11. Entertainment was important

Despite having no TV, no cinema and (gasp) no internet, the Tudors knew how to keep themselves entertained! Some of the things they enjoyed doing, like jousting and animal-baiting, are totally out of fashion now, but others are still popular. Music and dancing were popular, of course, and both the rich and the poor enjoyed it. Richer people also liked chess, falconry, and tennis. Poorer people would play an early version of football, sometimes in the streets. Towards the end of the period the theatre was popular with people of all classes - Shakespeare was the most famous playwright, and the rich would sit in the upper galleries while the poor stood on the ground.

12. They ate very salty meat

The Tudors didn't have fridges or freezers, so they had to get creative when it came to keeping their food fresh. Salt works as a preservative when rubbed into meat, so it became the best way to make sure your meat was safe to eat, especially during times when hunting was harder like the winter. It would have made the meat taste VERY salty, though!

13. They knew how to throw a feast

In this time, having access to exotic food was a display of enormous wealth and influence - only the richest would be able to afford foods like cinnamon, citrus fruit, olive oil, sugar, marzipan and luxurious meats like venison, peacock and boar. Many dishes would be brought out at once for guests to choose from, and the feast would last a long time. One banquet thrown by Henry VIII for a visiting guest had ten courses and took seven hours!

14. Poorer folk had to make do with less

Of course not everyone ate like Henry VIII. Most folk ate meat sparingly, and would have stewed vegetables, pulses and rough bread. If they were lucky they might also have eggs and dairy. Water quality wasn't good for the rich or the poor, so the rich drank wine while the poor made do with weak ale (even the children - it was better for them than the water!)

15. There were no forks

Forks had been invented but were only used to cook, carve and serve, so all that lovely food was eaten with spoons and knives only - or, the oldest tools of all, just your bare hands!

16. Their architecture was awesome

Buildings of the Tudor period are very distinct looking. They were built using wooden beams, with white-washed plaster used to make the walls. In London the streets were too narrow to carry long planks of wood, so sometimes houses would be built out of the town, sailed along the Thames, and then assembled onsite!

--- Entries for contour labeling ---
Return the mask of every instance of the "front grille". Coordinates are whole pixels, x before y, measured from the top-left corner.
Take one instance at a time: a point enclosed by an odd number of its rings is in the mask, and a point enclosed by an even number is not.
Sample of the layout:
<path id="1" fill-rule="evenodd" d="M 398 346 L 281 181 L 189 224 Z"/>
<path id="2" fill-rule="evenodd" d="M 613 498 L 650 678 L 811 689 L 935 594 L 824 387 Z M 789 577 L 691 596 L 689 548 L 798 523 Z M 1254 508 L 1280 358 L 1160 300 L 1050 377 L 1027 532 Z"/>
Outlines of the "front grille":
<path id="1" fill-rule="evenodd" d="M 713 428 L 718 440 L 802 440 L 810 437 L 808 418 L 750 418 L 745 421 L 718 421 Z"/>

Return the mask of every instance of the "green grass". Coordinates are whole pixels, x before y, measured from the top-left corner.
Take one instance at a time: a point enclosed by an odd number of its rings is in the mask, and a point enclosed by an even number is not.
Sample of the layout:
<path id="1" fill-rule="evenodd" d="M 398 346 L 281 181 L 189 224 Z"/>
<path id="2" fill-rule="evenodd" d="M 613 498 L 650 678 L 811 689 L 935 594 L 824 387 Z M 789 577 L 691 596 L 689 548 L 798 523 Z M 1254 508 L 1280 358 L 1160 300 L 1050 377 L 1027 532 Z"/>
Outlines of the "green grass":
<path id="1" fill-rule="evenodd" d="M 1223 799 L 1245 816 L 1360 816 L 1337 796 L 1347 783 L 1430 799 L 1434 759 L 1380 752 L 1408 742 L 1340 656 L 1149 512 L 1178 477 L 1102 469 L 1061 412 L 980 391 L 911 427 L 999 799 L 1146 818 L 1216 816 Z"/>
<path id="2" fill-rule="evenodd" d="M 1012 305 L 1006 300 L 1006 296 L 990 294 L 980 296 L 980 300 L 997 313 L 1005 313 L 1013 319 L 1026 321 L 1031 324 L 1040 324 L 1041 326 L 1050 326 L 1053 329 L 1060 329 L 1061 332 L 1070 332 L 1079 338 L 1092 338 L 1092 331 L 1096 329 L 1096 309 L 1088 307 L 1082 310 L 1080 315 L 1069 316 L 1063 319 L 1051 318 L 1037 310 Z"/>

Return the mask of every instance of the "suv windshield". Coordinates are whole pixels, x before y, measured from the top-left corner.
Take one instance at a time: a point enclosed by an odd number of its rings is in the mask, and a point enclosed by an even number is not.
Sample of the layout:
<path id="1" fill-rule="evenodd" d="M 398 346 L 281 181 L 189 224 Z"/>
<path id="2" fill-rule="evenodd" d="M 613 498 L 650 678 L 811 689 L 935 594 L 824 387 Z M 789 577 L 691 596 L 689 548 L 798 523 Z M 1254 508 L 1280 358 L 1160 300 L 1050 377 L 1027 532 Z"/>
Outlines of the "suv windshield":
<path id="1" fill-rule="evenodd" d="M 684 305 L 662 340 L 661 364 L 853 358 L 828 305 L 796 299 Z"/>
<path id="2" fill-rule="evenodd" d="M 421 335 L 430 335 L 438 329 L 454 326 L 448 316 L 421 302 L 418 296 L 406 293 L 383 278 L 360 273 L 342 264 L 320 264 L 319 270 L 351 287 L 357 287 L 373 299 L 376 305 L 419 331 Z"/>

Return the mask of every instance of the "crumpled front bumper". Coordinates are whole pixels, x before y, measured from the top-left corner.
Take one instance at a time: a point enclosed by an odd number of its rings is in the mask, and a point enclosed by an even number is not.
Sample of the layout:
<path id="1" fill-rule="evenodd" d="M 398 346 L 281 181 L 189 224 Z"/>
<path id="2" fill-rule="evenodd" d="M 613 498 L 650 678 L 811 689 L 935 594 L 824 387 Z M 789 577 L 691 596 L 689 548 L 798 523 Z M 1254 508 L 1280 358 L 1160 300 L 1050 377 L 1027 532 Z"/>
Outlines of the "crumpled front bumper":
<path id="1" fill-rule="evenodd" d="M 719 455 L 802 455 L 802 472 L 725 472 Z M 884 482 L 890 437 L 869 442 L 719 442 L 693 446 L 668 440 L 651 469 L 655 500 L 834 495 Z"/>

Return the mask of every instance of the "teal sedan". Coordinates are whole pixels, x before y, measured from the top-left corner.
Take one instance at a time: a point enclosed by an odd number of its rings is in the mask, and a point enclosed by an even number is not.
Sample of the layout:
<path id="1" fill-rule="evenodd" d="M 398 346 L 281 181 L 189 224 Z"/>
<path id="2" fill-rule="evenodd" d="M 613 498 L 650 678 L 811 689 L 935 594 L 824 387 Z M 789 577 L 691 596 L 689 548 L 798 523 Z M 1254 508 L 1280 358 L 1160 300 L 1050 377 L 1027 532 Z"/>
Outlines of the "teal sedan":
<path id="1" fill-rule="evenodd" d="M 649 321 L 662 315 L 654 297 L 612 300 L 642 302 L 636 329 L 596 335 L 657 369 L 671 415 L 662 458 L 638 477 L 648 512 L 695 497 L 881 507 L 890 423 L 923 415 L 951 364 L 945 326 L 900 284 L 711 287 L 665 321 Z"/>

--- Directions ---
1/ Answer these questions using the text on Tudor life:
(a) How many courses did Henry VIII's banquet for a visiting guest have, and how long did it take?
(b) What did poorer people drink instead of water?
(c) Where did the poor stay during theatre performances?
2/ Please write the next part of the text on Tudor life, picking up after its last sentence.

--- Answers by task ---
1/
(a) Ten courses; it took seven hours.
(b) Weak ale.
(c) They stood on the ground.

2/
17. London Bridge was very different

There have been several bridges named London Bridge throughout history, with the current one built in the 1970s. The Old London Bridge was around from 1209 to 1831, and during th Tudor era the bridge was built up high with houses and shops! In this time the heads of traitors were also displayed on spikes at the bridge gates, to scare criminals into repenting - eek!

18. Make-up and perfume were... interesting

People throughout history have used make-up and perfume to make themselves look and smell better, and the Tudors were no different. Perfume was popular throughout the entire Tudor period, and they were made using methods from the Middle East. It was also good to be able to cover up the stench of the city with the smell of flowers! In the later Elizabethan era make-up became popular, inspired by ancient Egyptian cosmetics. It was another thing that was only accessible to the rich, so represented wealth and status, but it was also useful for hiding blemishes and scars from common illnesses like smallpox (Elizabeth I suffered from these scars and painted her face very thickly to hide them). The beauty standard was for women to have very white skin and red lips and cheeks. A popular paint for the face was made of vinegar and white lead, which is VERY poisonous. Cochineal, which is made from insects, was used in lip and cheek stains. The Queen would also wash her face with milk and rosewater, and brush her teeth with honey, salt and brick dust!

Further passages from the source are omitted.